- 分析用テキスト:
============

アラジール症候群におけるマラリキシバットの実臨床経験:臨床試験以外の新しい知見。
DOI:10.1002/jpn3.12101
アブストラクト
目的:回腸型胆汁酸トランスポーター阻害薬であるマラリキシバットは、アラジール症候群(ALGS)の生後3ヵ月以上の患者における胆汁うっ滞性そう痒症の治療薬として、米国食品医薬品局(FDA)により初めて承認された。承認は、重要なICONIC試験によるそう痒症の軽減、2つの追加試験(ITCH試験およびIMAGO試験)からの情報、および長期延長試験に基づいている。これらの試験の参加者は厳格な組み入れ基準および除外基準を満たしたが、患者は拡大アクセス・プログラムの一環として、あるいは市販薬として、より幅広い状況でマラリキシバットを投与されている。拡大アクセスと承認後の設定は、有効性と安全性の実世界での理解に役立つものである。本臨床試験の目的は、ALGSの管理におけるマラリキシバットの有効性について独自の知見を提供することである。
方法:マラリキシバットの投与を受けたが、外科的胆道迂回術、鎮痒・胆汁分泌抑制薬の減量、胃瘻または経鼻胃管からの薬剤投与、移植を検討している患者への使用などの理由で臨床試験から除外されたであろうALGS患者の記録を再検討した。
結果:マラリキシバットはベースラインと比較してそう痒症を軽減し、有効であると思われた。臨床試験と同様、マラリキシバットの忍容性は良好で、消化管合併症は認められなかった。肝酵素の上昇が認められたが、ALGSで観察される正常な変動と一致していると解釈され、ビリルビンの上昇は認められなかった。
結論:マラリキシバットは、ALGS患者において、これまでに報告されているよりも広い臨床的背景において有効であり、忍容性も良好である可能性がある。

============

- 作業指示:
上の論文要旨に出てくる、固有の名前が付いた臨床試験をすべて挙げてください。

- 領域指示データ:
============

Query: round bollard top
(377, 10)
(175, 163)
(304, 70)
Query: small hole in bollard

============

- 解答:
ICONIC試験、ITCH試験、IMAGO試験